Posts Tagged ‘chuck close

07
Aug
10

Exhibition: ‘Present Tense: An Imagined Grammar of Portraiture in the New Media Age’ at the National Portrait Gallery, Canberra

Exhibition dates: 22nd May – 22nd August 2010

 

Many thankx to David Edghill and the National Portrait Gallery for allowing me to publish the photographs in the posting. Please click on the photographs for a larger version of the image.

 

 

Karen Sander. 'Herve Blechy 1:5' 2008

 

Karen Sander
Herve Blechy 1:5
2008
3D Bodyscans of the living person (3D coordinates and colour texture), MPT (Minitaturised Projection Technology), rapid prototyping, 3D Inkjet printer, plaster material, pigment
Courtesy of the artist, Berlin, and Galerie Nachst St. Stephan, Vienna, and Galerie Helga de Alvear, Madrid.

 

Osang Gwon. 'Metabo' 2009

 

Osang Gwon (Korean, b. 1974)
Metabo
2009
C-prints, mixed media
130.0 x 80.0 x 105.0 cm
Courtesy of the artist and Arario Gallery, Seoul

 

Robert Lazzarin. 'Skull' 2000

 

Robert Lazzarini (American, b. 1965)
Skull
2000
resin, bone, pigment
35.0 x 8.0 x 20.0 cm
Courtesy of the artist and Deitch Projects

 

 

Present Tense: An Imagined Grammar of Portraiture in the New Media Age is the principal exhibition in the National Portrait Gallery’s 2010 exhibition calendar. It will be displayed from 22 May to 22 August 2010. We are entering an exceptional time for portraiture and visual culture in general as the art world embraces the digital age. Traditional portraiture is responding to the application of new technologies and this imaging process is reshaping our interpretation and reading of the face.

^^^^^^^^

**What this exercise asks**
1 – Reproduce the stretch of the exhibition text from "Robert Lazzarini (American, b." through "of the face.".
2 – Go on with the exhibition text from its last sentence.
The entries that come after this point are separate material and not part of the exhibition text.

**Listed entries**
^^^^^^^^

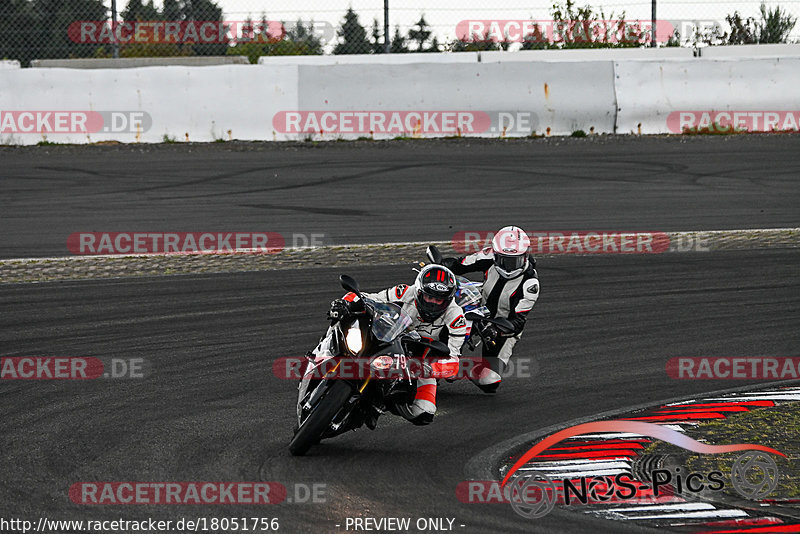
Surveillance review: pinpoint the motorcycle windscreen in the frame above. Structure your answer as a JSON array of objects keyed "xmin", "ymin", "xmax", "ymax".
[
  {"xmin": 456, "ymin": 276, "xmax": 482, "ymax": 311},
  {"xmin": 364, "ymin": 299, "xmax": 411, "ymax": 343}
]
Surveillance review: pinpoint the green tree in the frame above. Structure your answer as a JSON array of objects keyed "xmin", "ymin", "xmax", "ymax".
[
  {"xmin": 161, "ymin": 0, "xmax": 181, "ymax": 21},
  {"xmin": 389, "ymin": 26, "xmax": 409, "ymax": 54},
  {"xmin": 180, "ymin": 0, "xmax": 228, "ymax": 56},
  {"xmin": 0, "ymin": 0, "xmax": 36, "ymax": 66},
  {"xmin": 408, "ymin": 15, "xmax": 433, "ymax": 52},
  {"xmin": 551, "ymin": 0, "xmax": 649, "ymax": 48},
  {"xmin": 333, "ymin": 7, "xmax": 372, "ymax": 54},
  {"xmin": 32, "ymin": 0, "xmax": 108, "ymax": 59},
  {"xmin": 693, "ymin": 4, "xmax": 797, "ymax": 45},
  {"xmin": 757, "ymin": 4, "xmax": 797, "ymax": 43},
  {"xmin": 227, "ymin": 19, "xmax": 322, "ymax": 63}
]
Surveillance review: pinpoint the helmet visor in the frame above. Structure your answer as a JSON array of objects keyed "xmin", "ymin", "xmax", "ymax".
[
  {"xmin": 417, "ymin": 292, "xmax": 450, "ymax": 321},
  {"xmin": 494, "ymin": 254, "xmax": 525, "ymax": 273},
  {"xmin": 422, "ymin": 293, "xmax": 447, "ymax": 308}
]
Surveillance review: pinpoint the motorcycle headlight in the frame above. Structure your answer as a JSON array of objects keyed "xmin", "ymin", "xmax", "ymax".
[
  {"xmin": 344, "ymin": 320, "xmax": 364, "ymax": 354},
  {"xmin": 370, "ymin": 354, "xmax": 394, "ymax": 371}
]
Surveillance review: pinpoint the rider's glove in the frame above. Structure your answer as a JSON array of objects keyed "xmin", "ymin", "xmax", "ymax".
[
  {"xmin": 442, "ymin": 258, "xmax": 458, "ymax": 270},
  {"xmin": 483, "ymin": 325, "xmax": 500, "ymax": 345},
  {"xmin": 328, "ymin": 299, "xmax": 351, "ymax": 321}
]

^^^^^^^^

**Expected answers**
1 –
Robert Lazzarini (American, b. 1965)
Skull
2000
resin, bone, pigment
35.0 x 8.0 x 20.0 cm
Courtesy of the artist and Deitch Projects

 

 

Present Tense: An Imagined Grammar of Portraiture in the New Media Age is the principal exhibition in the National Portrait Gallery’s 2010 exhibition calendar. It will be displayed from 22 May to 22 August 2010. We are entering an exceptional time for portraiture and visual culture in general as the art world embraces the digital age. Traditional portraiture is responding to the application of new technologies and this imaging process is reshaping our interpretation and reading of the face.

2 –
Present Tense considers the alliance between portraiture and technology, showing how different ways of imaging in this contemporary, digital world reflect the way an individual is perceived and the various mechanisms of imaging that are used to manipulate that perception. The exhibition is comprised of works by Australian and international artists’ and includes examples of the informal and immediate images made on mobile phones, images recorded with sonograms that reveal faces that cannot be seen by the unaided eye, 2D and 3D portraits generated exclusively from binary code, as well as the more expected streaming digital works and manipulated photographs.

‘Some of the images in Present Tense are confronting and some are positively endearing’, said exhibition Curator Michael Desmond. ‘The exhibition surveys the possibilities of portraiture today, with the premise that the inhabitants’ of our digital society are pictured in a technological mirror’.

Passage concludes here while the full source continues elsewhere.